# Problem to work on
Everything from the line that contains "point(637, 472)" to the end of the data below is to be reproduced verbatim; leave all else out.

# Records to process
★ ★ ★ ★ ★ ★ ★

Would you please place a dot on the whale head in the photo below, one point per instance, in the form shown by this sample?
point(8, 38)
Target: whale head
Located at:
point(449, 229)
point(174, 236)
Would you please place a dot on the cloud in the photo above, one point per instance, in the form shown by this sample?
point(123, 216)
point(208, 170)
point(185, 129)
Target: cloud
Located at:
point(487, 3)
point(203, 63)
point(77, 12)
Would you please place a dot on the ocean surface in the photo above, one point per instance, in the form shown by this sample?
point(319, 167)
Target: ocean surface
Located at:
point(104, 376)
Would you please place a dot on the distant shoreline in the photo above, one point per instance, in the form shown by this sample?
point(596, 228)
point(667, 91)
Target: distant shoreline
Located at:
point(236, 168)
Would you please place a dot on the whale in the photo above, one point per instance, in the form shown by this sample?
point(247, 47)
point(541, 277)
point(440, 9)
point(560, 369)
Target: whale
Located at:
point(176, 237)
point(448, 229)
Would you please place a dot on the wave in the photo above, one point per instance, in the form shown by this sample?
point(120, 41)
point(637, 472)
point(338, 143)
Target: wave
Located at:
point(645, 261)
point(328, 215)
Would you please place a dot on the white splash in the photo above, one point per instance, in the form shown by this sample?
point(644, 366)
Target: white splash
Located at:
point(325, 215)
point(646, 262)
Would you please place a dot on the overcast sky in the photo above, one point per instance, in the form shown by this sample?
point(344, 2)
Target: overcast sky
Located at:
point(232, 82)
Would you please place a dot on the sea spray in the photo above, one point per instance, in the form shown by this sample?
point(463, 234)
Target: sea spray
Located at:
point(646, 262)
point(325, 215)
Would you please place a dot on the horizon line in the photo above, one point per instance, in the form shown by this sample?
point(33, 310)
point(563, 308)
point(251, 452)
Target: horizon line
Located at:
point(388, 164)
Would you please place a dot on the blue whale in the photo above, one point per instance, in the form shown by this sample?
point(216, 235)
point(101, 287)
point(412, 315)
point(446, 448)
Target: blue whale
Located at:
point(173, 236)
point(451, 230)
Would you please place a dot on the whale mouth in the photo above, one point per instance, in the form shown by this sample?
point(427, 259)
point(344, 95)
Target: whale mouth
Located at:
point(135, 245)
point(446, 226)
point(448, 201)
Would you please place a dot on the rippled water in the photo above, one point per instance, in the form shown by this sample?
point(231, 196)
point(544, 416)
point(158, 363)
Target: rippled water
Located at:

★ ★ ★ ★ ★ ★ ★

# Result for this task
point(637, 472)
point(338, 143)
Target: wave
Located at:
point(645, 261)
point(328, 215)
Would you please place a dot on the white splash in the photo above, one point per instance, in the form shown by this sample?
point(644, 366)
Target: white splash
Located at:
point(325, 215)
point(646, 262)
Would you please place a dot on the overcast sky in the photo above, one point per instance, in the form shown by this sample?
point(344, 2)
Target: overcast sky
Located at:
point(232, 82)
Would you please place a dot on the sea spray in the photo above, one point per instance, in the form shown by this sample?
point(463, 234)
Target: sea spray
Located at:
point(646, 262)
point(325, 215)
Would you please place a dot on the horizon line in the photo above, one point per instance, in the form shown by this sample?
point(33, 310)
point(563, 308)
point(251, 452)
Target: horizon line
Located at:
point(388, 164)
Would you please place a dot on the blue whale in the photo above, one point per instance, in the form shown by this sample?
point(216, 235)
point(101, 287)
point(412, 315)
point(446, 448)
Target: blue whale
Located at:
point(173, 236)
point(451, 230)
Would you please place a dot on the whale mouth in the photo above, one point per instance, in the form shown by this sample?
point(427, 259)
point(344, 95)
Target: whale mouth
Located at:
point(135, 245)
point(446, 226)
point(448, 201)
Would you please place a dot on the rippled water in the photo above, one point per instance, in the form shown by this sample?
point(231, 196)
point(544, 416)
point(158, 363)
Target: rippled water
Located at:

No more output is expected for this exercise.